(Collected data)

Content starts

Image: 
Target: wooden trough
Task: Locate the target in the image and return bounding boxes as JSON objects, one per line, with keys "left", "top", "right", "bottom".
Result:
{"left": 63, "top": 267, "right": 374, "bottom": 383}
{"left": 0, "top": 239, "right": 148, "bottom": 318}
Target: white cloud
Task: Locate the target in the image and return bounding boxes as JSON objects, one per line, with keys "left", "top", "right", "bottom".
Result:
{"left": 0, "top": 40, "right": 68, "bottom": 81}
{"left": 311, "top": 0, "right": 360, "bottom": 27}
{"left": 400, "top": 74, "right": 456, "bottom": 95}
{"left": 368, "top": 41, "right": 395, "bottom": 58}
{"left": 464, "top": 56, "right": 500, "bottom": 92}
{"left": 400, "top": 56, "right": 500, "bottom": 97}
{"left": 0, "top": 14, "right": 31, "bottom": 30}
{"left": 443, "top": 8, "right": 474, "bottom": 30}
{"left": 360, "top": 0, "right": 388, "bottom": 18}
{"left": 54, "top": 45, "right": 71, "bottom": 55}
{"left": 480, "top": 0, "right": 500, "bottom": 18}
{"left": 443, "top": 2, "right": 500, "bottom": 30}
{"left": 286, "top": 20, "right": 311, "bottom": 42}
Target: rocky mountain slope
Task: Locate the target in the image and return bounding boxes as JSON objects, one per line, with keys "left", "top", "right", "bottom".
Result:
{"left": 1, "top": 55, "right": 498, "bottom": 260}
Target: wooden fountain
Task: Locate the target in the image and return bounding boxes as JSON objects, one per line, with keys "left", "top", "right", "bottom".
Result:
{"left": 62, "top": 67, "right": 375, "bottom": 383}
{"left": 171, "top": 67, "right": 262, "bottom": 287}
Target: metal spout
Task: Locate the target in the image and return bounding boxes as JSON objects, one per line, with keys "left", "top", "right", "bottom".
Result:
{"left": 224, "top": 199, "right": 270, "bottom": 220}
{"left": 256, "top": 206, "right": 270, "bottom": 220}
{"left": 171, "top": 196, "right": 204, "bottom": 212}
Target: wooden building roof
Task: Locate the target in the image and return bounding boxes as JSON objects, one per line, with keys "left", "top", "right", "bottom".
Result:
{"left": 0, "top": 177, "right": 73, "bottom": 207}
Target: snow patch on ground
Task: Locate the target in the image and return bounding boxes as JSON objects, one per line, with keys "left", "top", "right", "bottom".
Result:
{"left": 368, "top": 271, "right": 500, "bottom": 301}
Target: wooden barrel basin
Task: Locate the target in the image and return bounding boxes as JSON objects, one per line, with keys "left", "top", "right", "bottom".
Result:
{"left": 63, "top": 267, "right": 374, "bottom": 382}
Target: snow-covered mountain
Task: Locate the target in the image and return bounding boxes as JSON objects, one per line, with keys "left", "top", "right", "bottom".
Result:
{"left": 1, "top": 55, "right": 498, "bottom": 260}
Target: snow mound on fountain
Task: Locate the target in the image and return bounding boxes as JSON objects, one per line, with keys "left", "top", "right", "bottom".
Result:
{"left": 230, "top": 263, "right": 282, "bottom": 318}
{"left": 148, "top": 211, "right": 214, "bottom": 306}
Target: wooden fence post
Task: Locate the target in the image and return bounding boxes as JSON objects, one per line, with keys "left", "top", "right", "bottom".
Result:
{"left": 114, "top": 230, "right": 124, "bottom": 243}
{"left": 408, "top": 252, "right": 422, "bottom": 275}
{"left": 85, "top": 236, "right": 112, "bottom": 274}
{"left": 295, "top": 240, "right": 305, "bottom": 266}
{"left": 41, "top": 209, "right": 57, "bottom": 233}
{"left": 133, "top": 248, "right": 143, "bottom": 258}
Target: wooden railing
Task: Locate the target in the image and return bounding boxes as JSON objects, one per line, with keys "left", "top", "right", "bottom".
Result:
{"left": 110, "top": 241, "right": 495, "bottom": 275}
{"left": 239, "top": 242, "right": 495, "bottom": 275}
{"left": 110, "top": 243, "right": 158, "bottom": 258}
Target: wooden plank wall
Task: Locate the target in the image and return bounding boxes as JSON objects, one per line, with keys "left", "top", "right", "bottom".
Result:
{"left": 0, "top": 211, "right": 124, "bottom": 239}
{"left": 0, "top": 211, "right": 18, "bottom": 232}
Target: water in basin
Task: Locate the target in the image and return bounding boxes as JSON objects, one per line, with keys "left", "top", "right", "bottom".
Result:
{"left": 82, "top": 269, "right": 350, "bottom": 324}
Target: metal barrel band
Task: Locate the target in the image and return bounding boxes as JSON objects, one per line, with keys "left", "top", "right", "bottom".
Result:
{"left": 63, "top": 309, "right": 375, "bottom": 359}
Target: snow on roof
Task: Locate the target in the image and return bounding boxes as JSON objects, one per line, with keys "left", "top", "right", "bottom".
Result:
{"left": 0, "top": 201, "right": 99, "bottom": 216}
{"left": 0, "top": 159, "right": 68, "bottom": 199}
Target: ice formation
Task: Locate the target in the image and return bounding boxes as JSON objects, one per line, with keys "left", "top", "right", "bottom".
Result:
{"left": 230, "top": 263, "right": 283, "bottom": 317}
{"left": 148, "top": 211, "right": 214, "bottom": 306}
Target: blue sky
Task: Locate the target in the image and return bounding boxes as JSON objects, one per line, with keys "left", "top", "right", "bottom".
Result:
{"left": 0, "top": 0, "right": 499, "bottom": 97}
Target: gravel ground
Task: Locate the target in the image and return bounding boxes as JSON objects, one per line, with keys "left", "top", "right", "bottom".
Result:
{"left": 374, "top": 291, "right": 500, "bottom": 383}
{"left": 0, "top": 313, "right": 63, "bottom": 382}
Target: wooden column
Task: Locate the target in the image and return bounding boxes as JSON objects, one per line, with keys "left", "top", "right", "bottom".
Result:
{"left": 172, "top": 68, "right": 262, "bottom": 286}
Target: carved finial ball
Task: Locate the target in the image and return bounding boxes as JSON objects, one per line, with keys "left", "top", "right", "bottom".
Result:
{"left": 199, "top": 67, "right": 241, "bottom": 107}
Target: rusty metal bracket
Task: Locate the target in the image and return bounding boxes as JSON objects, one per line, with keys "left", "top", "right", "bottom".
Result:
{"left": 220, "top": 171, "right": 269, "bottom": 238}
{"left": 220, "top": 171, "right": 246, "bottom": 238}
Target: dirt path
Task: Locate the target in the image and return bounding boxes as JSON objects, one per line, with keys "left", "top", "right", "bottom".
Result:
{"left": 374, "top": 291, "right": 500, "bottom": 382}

Content ends

EXERCISE — Please write out, exactly as they appear, only the lines from the one holding "Target: wooden column" through the end of the data.

ANSWER AREA —
Target: wooden column
Task: Locate the target in the image and return bounding boxes as JSON objects, one per line, with keys "left", "top", "right", "bottom".
Result:
{"left": 172, "top": 68, "right": 262, "bottom": 286}
Target: carved finial ball
Task: Locate the target in the image and return bounding boxes as JSON objects, one per line, with keys "left", "top", "right", "bottom".
Result:
{"left": 199, "top": 67, "right": 241, "bottom": 107}
Target: rusty metal bracket
Task: Locate the target in the image and return bounding boxes as JSON objects, one per line, with keys "left", "top", "right", "bottom".
Result:
{"left": 220, "top": 171, "right": 269, "bottom": 238}
{"left": 220, "top": 171, "right": 246, "bottom": 238}
Target: dirt path
Task: Locate the target in the image and return bounding boxes as JSON objects, one per line, with keys "left", "top", "right", "bottom".
Result:
{"left": 374, "top": 291, "right": 500, "bottom": 382}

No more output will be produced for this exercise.